Почему государство финансировало правозащитные организации, которые по определению являются его оппонентами? Почему оно прекратило их финансировать? Почему перестало нуждаться в этом "бантике", по выражению Льва Пономарева, почему больше не хочет "украшать" им свою политику? Как выживать этим движениям, если других спонсоров, кроме того же государства, в России им фактически не найти? В разговоре участвуют: Лев Пономарев (движение "За права человека"), Светлана Астраханцева ("Московская Хельсинкская группа"), Сергей Давидис ("Мемориал").
Полная видеоверсия программы
Елена Рыковцева: "Мы существуем как украшение для государства, и государство не хочет больше себя украшать". Эти слова сказал Лев Пономарев, который сегодня с нами в студии. Герой недели, можно сказать, это имя красной нитью проходило во время встречи правозащитников с Владимиром Путиным, тот до того был готов к этому, что раньше всех начинал эту тему, потом говорил: я не помню, кто это такой. Притом, что уже второй раз рассказывал всю вашу историю по справке. Очень любопытно, что вы у этого человека сидите все-таки гвоздем в голове, хотя он в этом признаваться не хочет.
Лев Пономарев: Любопытно, к чему это приведет.
Елена Рыковцева: Привело это к тому, что государство прижимает, мягко сказать, вашу организацию, пытается ее ликвидировать, они прекратили финансировать и давать государственные гранты не только вам, но и Московской Хельсинской группе, которая сегодня вынуждена была обратиться к своим сторонникам: друзья, у нас уже нет президентских грантов, больше некому нас финансировать, помогайте нам. Почему они вообще давали деньги? Я уже знаю вашу фразу про украшения, вы их украшали – это была имиджевая история. Зачем вы им были нужны, зачем им вас было нужно поддерживать материально?

■ ■ ■ ■ ■

Условия заданий →
(1) Какое движение представляет Лев Пономарев во фрагменте о финансировании правозащитников?
(2) Пожалуйста, продолжите фрагмент о финансировании правозащитников после его последней реплики.
Записи получены из другого источника.

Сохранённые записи
■ ■ ■ ■ ■

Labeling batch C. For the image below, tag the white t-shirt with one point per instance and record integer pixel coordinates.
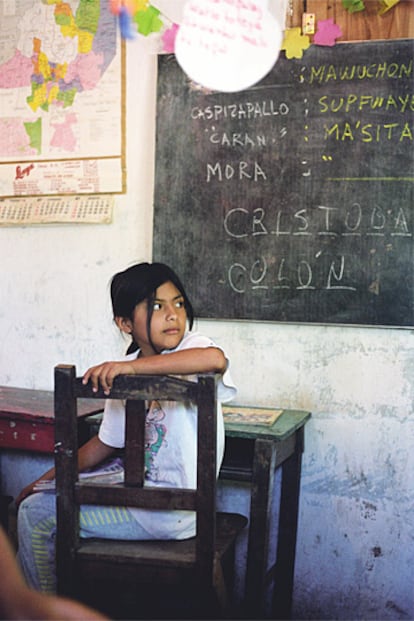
(171, 437)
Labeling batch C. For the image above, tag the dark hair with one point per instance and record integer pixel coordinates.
(140, 282)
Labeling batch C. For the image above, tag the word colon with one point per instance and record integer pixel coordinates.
(281, 274)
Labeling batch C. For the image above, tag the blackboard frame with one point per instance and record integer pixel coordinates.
(301, 212)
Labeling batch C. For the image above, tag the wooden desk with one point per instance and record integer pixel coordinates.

■ ■ ■ ■ ■

Ответы к упражнению →
(1) Движение «За права человека».

(2)
Лев Пономарев: Все-таки есть некая инерция в общественном развитии. У нас Путин пришел не в результате государственного переворота, а он пришел постепенно в рамках квазидемократических процедур, он же на выборах пришел. Поэтому эта инерция сопровождала и существование правозащитных организаций. В 90-е годы не только правозащитники, но даже наука в значительной степени финансировалась за счет зарубежных денег. Фонд Сороса помогал правозащитникам, он помогал Академии наук, спас очень многие направления в науке. Именно в 90-е годы окрепли и встали на ноги большинство правозащитных организаций в стране. При нормальном развитии событий, если бы демократически мы дальше развивались, то тогда должны были бы появиться фонды, независимые от государства. Как на Западе происходит: есть фонды, которые финансируют неправительственные организации. У нас, когда появились деньги, было бы нормально, если бы бизнес российский учредил некоторый фонд, финансирующий правозащитников. Это начинал делать Ходорковский. Я с ним встречался буквально за две недели перед его посадкой. Он раньше начинал финансировать "Мемориал", не знаю, помогал ли он Хельсинкской группе. Потом сказал, что с нами с последней организацией встречается, мы немножко политизированы, но, тем не менее, напишите проект, я буду вас финансировать. После этого, как известно, Ходорковский сел, а больше никакой бизнес правозащитников не захотел поддерживать, не рисковал. Путин, его сознание в советское время возникло, формировалось, он совершенно точно знает, что если кто-то получает деньги из-за границы, особенно с Запада, то это враг, значит, эти люди работают на иностранное государство. Поэтому началось давление. Продолжалось финансирование из-за границы, появился закон об "иностранных агентах". Причем не случайно, а именно после взрыва гражданской активности в 2012 году, это ответ на гражданскую активность был. Движение "За права человека" тоже было "иностранным агентом".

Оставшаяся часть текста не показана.